I am also still grappling with how to verify rollback is correct and handle edge cases. I need to do a little more research and progress a little farther into the testing of rollback to get a better feel for how I ultimately want to handle reads/writes to sockets, disk, etc. That's my next step in the plan laid out in the initial PR comment. I may try to optimize a little bit so I'm 10+ fps before I do that. It's a little hard to verify that rollback is working if the entire emulator is running at 0.5fps. I still have lots of research to do before I'm close to answering your questions with data and implementations. I would be happy to let you know in IRC or on here if you want to see how I handle the cases you brought up when I find a solution.

Sage-King avatar Jul 20 '22 17:07 Sage-King

Yes, savestates in their current implementation are probably not suitable for rollback. The current commit has a working version of rollback (for gamecube)with savestates and it's running at 6fps when the configs are on my SSD and 3-0fps on my HDD.

This is just an idea and I'm not an expert on Dolphin's code, but if the disk I/O is that much of a bottleneck, then could the rollback logic be modified to store the temporary savestates in memory instead of on the disk?

bdr99 avatar Jul 20 '22 17:07 bdr99

They do store on the heap, but it's also like 400mb/s with how many savestates I need to make lol. I have quite a few thoughts on why it's so slow, but I need to test more to see if those are correct.

Sage-King avatar Jul 20 '22 17:07 Sage-King

They do store on the heap, but it's also like 400mb/s with how many savestates I need to make lol. I have quite a few thoughts on why it's so slow, but I need to test more to see if those are correct.

OK, got it. Thanks for clarifying!

Looking forward to the results of your analysis on whether or not this feature is feasible.

bdr99 avatar Jul 20 '22 18:07 bdr99

but if the disk I/O is that much of a bottleneck, then could the rollback logic be modified to store the temporary savestates in memory instead of on the disk?

Even just saving to memory will still be too slow; Good DDR4 ram is limited to ~30GB per second, which gives you 500mb of bandwidth per frame at 60hz. Simply saving out all of the Wii's 96MB of memory has already eaten up 40% of your per-frame memory bandwidth, and you still need time to run emulation and restore some of those states.

But with many optimisations it might be possible.


As for your Sage-King's optimisation ideas:

Dirty page tracker

Great idea. Will help with the limited memory bandwidth issues.

One related idea I've always wanted is a way to track memory that is unmodified since being DMAed from disk. That way we won't even need to save them to an (on-disk) savestate,

Dirty byte tracker

I somewhat doubt going down to byte granularity will be worth it; even cacheline granularity seems like overkill.

If you are doing a sub-page granularity, consider the 512 byte alignment used by various bits of flipper hardware (like efb copies and texture base address, potentially other things?)

Add JIT’d code to savestates (might already be done)

Task to complete.
Copy the part of the rollback discussion that runs from "Dirty byte tracker" up to and including "potentially other things?)".

Data section.
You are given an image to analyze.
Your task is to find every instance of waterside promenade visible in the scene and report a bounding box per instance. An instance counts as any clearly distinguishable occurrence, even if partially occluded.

Output of the exercise.
Dirty byte tracker

I somewhat doubt going down to byte granularity will be worth it; even cacheline granularity seems like overkill.

If you are doing a sub-page granularity, consider the 512 byte alignment used by various bits of flipper hardware (like efb copies and texture base address, potentially other things?)